■ Records from a data source ■
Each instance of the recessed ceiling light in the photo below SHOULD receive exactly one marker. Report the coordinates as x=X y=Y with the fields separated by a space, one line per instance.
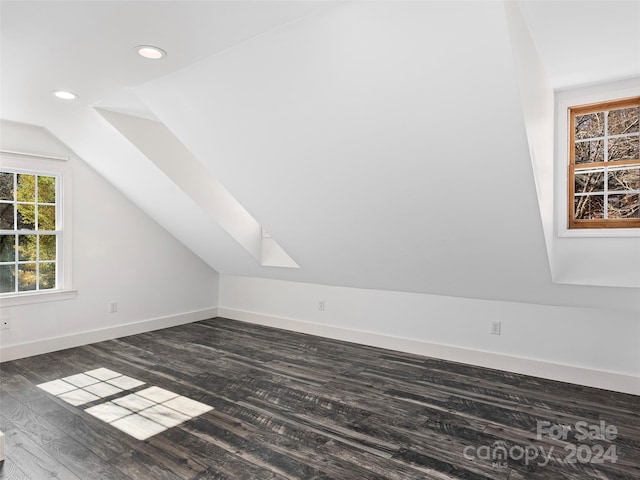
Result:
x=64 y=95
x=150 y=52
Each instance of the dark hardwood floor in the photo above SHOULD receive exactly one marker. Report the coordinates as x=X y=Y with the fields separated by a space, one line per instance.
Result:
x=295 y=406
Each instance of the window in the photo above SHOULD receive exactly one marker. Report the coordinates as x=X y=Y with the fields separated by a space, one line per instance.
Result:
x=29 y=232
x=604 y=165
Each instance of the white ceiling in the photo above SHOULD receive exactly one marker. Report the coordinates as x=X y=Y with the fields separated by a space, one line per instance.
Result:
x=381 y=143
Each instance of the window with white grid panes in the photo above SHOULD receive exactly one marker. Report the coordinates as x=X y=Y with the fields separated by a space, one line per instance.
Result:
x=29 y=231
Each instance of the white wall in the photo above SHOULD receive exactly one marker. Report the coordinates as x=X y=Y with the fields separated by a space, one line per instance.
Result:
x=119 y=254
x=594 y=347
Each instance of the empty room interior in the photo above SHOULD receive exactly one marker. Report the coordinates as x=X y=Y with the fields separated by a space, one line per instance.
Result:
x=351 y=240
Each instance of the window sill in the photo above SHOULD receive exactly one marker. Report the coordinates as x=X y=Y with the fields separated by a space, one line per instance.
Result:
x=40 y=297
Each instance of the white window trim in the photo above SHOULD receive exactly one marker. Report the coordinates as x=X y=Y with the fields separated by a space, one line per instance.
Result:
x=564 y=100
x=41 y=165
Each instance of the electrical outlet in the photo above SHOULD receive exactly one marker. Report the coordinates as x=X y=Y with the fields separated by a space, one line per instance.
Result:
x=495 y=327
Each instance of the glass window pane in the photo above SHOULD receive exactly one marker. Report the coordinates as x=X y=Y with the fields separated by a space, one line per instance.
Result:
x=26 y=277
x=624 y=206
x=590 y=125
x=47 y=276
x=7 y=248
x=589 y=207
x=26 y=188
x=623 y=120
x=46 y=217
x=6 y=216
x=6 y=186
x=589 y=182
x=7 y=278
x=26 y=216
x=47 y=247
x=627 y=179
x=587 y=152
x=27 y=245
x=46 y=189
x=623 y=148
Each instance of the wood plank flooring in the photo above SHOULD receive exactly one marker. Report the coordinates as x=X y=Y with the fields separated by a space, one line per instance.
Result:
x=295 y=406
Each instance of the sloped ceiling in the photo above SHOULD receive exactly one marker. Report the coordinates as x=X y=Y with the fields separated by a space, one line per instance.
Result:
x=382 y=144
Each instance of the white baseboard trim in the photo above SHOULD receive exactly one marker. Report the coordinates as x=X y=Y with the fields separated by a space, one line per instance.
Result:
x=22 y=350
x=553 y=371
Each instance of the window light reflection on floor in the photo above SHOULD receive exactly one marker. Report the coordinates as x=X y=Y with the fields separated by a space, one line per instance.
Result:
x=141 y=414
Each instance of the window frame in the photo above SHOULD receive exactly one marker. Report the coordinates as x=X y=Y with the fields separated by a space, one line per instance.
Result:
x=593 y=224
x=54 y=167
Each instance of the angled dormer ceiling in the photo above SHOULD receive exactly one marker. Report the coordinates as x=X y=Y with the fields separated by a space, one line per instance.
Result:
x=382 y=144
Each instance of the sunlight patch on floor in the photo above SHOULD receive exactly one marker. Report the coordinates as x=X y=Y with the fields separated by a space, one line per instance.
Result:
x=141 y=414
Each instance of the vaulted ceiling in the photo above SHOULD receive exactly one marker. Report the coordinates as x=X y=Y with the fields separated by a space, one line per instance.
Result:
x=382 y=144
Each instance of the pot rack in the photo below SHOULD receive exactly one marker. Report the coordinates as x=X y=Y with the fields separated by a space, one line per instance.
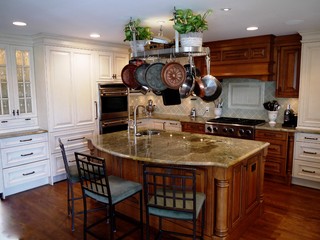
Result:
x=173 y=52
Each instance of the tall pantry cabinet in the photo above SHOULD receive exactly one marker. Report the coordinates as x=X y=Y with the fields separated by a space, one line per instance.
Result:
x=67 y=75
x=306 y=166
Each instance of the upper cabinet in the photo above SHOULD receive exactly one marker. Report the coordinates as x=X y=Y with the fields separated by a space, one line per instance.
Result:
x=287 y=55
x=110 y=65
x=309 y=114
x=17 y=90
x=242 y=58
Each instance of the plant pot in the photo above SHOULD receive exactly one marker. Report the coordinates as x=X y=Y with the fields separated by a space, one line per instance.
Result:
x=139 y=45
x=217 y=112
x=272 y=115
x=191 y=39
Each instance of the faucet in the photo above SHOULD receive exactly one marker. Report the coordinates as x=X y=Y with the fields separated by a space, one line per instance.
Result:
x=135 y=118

■ Required work ■
Filter the entries and copy each line with "cabinet".

■ Solved problem ■
Each instance of the tall pantry cabinet in the photo above SHOULD receive exactly one marker. Report the coordinates as x=X y=Y with the fields separated by a space, one line per instance.
Each instance of the upper cabinet in the photo above SHOULD receive exactly one marker. Report the coordinates as x=X y=Y with the fields separated by a space, one line per instance.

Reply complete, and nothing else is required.